*ARBEITSANWEISUNGEN*:
1. Schreiben Sie aus dem Bericht über Hassin Ali den Abschnitt ab, der mit den Worten „Hassin Ali aus“ beginnt und mit „Anlauf nicht überwinden.“ endet.
2. Seit wann hat Hassin Ali laut dem Bericht über ihn einen unbefristeten Arbeitsvertrag?
3. Prüfen Sie anhand des Berichts über Hassin Ali, ob die folgenden Aussagen zutreffen. Beantworten Sie jede mit Ja oder Nein und zitieren Sie wörtlich die entscheidende Textstelle.
(a) Hassin Ali bestand die Abschlussprüfung im zweiten Anlauf.
(b) Die DHL-Gruppe bot ihm ein Jahrespraktikum in Rheinhausen an.
(c) Karin Tschorn leitet die Duisburger Zusteller.

*DOKUMENT*:
________________

Hassin Ali aus dem Sudan besuchte in Duisburg Deutschkurse
Er besuchte Deutschkurse, sein Betreuer vermittelte Jahre später einen Kontakt zur Deutschen Post. Die DHL-Gruppe bot ihm ein Jahrespraktikum in Rheinhausen an. „Das war sehr gut“, sagt er heute. Die Arbeit als Zusteller gefiel ihm so gut, dass er eine Ausbildung starten konnte.
Zwei Jahre lang lernte er sämtliche Bereiche genau kennen, erkundete die unterschiedlichen Arbeitsfelder zusammen mit seinem Ausbilder. Eine Erfolgsgeschichte – wäre da nicht die Abschlussprüfung gewesen. Durchgefallen! „Es hat leider nicht geklappt“, sagt Hassin. Er hatte Probleme mit den Prüfungsaufgaben, seine mangelnden Deutschkenntnisse erschwerten die Sache. Ein Jahr lang konnte er seine Ausbildung verlängern, trat erneut an – und fiel schon wieder durch. Die Hürde der Abschlussprüfung konnte Hassin auch im zweiten Anlauf nicht überwinden.
Aus dem Sudan nach Duisburg geflüchtet: „Ich möchte arbeiten“
Seine Reise mit der Deutschen Post endete trotzdem nicht. Weil Hassin Ali Einsatz, Bereitschaft und Teamgeist in überdurchschnittlichem Maße zeigte, gab das Unternehmen ihm eine einmalige Chance. „Er kam damals auf mich zu und sagte: Ich möchte arbeiten“, erinnert sich Karin Tschorn, Standortleiterin an der Beethovenstraße in Rheinhausen. Sie suchte den Kontakt zum Integrationsbeauftragten, machte sich für ihren „Sonnenschein“ stark. Mit Erfolg: Seit Juni 2023 hat Hassin Ali trotz nicht bestandener Prüfung einen unbefristeten Arbeitsvertrag.
„Das war in Duisburg bislang einmalig“, erklärt Dirk Pottbeckers, Leiter der Duisburger Zusteller. Normalerweise gibt es diese Chance nicht. „Aber er ist ein so zuverlässiger Mitarbeiter“, schwärmt er. Ihn gehen zu lassen, kam für das Team nicht infrage. Dass Hassin seinen Job schätzt, zeige sich auch in seiner großen Bereitschaft, die schwere deutsche Sprache immer weiter zu perfektionieren.
Hassin Ali arbeitet in Duisburg als Postbote: Auch heute lernt er noch Deutsch
Im Zusammenspiel mit der Sozialberatung und des Integrationsbeauftragten konnte die DHL-Gruppe erreichen, dass Hassin jeden Montag Nachhilfe in Deutsch bekommt. Eine Chance, die er konsequent nutzt: Selbst wenn sein Nachhilfelehrer Urlaub hat, bearbeitet er Aufgaben, die er vorher zugeschickt bekommt.
„Hassin hat seinen Platz bei uns gefunden“, sagt Standortleiterin Karin Tschorn. „Wir achten hier alle auf ihn.“ Das beruht auf Gegenseitigkeit. Wer Hassin im Umgang mit seinen Kolleginnen und Kollegen beobachtet, der spürt, dass das Verhältnis untereinander ausgezeichnet ist. Und auch die vielen kleinen Gespräche an den Haustüren in Rheinhausen genießt der 23-Jährige. „Die Leute hier sind unfassbar nett“, sagt Hassin, während er einen weiteren Stapel Briefe aus der Tasche zieht und lächelt. So wie eigentlich immer.

________________

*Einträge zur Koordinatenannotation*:

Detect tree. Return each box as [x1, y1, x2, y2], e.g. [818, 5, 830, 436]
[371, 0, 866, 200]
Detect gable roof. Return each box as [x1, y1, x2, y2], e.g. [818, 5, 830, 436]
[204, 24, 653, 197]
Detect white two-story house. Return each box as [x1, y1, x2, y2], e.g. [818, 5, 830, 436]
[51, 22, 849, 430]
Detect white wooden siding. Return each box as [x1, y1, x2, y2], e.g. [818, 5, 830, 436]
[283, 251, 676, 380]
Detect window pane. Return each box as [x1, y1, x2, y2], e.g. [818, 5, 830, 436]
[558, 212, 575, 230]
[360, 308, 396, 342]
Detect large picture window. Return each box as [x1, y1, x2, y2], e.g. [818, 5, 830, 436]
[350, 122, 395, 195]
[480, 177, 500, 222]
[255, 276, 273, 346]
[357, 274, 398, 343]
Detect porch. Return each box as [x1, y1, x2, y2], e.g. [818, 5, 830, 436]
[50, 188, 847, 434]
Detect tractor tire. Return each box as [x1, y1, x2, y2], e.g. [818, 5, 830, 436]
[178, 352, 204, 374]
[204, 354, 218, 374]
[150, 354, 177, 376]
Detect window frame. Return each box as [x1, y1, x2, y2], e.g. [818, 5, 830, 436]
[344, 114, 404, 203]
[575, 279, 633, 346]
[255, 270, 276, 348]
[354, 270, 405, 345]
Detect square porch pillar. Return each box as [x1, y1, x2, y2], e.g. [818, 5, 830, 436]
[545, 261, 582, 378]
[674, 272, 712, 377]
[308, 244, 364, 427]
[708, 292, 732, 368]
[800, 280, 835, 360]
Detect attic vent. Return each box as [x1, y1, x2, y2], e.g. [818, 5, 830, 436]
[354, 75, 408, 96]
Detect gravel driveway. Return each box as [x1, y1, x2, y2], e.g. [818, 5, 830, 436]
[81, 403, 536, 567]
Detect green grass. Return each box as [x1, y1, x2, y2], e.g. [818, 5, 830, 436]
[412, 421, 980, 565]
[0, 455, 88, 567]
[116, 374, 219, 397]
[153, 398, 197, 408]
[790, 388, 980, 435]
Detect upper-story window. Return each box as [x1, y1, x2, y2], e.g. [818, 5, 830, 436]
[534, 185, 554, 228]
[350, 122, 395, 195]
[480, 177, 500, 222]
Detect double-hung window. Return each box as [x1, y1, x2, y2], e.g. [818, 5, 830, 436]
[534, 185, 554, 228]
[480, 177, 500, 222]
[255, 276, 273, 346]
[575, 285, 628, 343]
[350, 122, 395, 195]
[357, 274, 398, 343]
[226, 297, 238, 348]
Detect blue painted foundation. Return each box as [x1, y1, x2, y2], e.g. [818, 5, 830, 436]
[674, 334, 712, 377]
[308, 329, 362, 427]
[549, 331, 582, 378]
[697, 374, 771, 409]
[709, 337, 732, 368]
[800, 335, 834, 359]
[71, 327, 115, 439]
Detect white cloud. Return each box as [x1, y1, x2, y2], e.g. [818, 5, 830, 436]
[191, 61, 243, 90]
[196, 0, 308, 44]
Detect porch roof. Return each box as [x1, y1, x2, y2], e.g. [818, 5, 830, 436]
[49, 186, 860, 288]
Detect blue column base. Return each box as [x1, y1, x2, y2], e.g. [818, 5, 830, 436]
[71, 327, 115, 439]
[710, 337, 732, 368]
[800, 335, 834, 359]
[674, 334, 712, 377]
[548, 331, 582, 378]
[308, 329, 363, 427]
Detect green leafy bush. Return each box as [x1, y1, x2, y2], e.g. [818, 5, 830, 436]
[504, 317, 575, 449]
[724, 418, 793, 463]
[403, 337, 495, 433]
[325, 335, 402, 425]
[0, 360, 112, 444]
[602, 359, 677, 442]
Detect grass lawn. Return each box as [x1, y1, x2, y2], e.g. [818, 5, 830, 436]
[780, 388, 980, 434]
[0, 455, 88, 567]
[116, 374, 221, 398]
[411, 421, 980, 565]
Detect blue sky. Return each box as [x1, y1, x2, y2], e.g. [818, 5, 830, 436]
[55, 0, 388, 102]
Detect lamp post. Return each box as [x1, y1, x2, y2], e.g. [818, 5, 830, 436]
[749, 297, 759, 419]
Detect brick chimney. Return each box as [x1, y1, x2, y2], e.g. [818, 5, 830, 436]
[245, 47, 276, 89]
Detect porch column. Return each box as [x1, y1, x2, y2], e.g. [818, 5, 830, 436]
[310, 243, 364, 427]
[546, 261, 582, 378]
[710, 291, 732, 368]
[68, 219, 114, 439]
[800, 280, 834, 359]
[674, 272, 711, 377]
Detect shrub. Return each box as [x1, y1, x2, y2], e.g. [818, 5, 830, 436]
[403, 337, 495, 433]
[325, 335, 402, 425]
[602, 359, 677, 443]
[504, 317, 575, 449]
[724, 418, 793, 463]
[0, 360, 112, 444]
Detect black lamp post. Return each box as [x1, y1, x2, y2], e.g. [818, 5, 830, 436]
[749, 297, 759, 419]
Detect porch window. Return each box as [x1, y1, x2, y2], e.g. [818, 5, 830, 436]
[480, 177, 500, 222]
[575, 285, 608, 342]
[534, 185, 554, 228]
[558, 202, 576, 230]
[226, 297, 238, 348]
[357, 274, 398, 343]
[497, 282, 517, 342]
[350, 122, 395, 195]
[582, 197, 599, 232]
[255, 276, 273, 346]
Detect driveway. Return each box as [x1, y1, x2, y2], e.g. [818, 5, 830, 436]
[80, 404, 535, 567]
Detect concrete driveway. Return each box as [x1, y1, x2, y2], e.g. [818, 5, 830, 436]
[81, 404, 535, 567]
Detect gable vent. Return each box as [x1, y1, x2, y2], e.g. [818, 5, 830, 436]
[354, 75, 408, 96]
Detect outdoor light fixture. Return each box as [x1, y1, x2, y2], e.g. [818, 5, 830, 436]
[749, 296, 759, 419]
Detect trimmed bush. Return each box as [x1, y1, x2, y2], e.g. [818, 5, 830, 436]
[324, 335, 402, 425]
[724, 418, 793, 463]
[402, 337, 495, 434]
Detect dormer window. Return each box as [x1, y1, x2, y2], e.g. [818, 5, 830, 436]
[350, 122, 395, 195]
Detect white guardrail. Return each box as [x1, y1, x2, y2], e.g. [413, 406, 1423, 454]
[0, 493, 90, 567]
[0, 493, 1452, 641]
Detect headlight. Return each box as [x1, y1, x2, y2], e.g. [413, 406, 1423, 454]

________________

*LÖSUNGSÜBERSICHT*:
1.
Hassin Ali aus dem Sudan besuchte in Duisburg Deutschkurse
Er besuchte Deutschkurse, sein Betreuer vermittelte Jahre später einen Kontakt zur Deutschen Post. Die DHL-Gruppe bot ihm ein Jahrespraktikum in Rheinhausen an. „Das war sehr gut“, sagt er heute. Die Arbeit als Zusteller gefiel ihm so gut, dass er eine Ausbildung starten konnte.
Zwei Jahre lang lernte er sämtliche Bereiche genau kennen, erkundete die unterschiedlichen Arbeitsfelder zusammen mit seinem Ausbilder. Eine Erfolgsgeschichte – wäre da nicht die Abschlussprüfung gewesen. Durchgefallen! „Es hat leider nicht geklappt“, sagt Hassin. Er hatte Probleme mit den Prüfungsaufgaben, seine mangelnden Deutschkenntnisse erschwerten die Sache. Ein Jahr lang konnte er seine Ausbildung verlängern, trat erneut an – und fiel schon wieder durch. Die Hürde der Abschlussprüfung konnte Hassin auch im zweiten Anlauf nicht überwinden.

2. Seit Juni 2023.

3.
(a) Nein: „Die Hürde der Abschlussprüfung konnte Hassin auch im zweiten Anlauf nicht überwinden.“
(b) Ja: „Die DHL-Gruppe bot ihm ein Jahrespraktikum in Rheinhausen an.“
(c) Nein: „erklärt Dirk Pottbeckers, Leiter der Duisburger Zusteller.“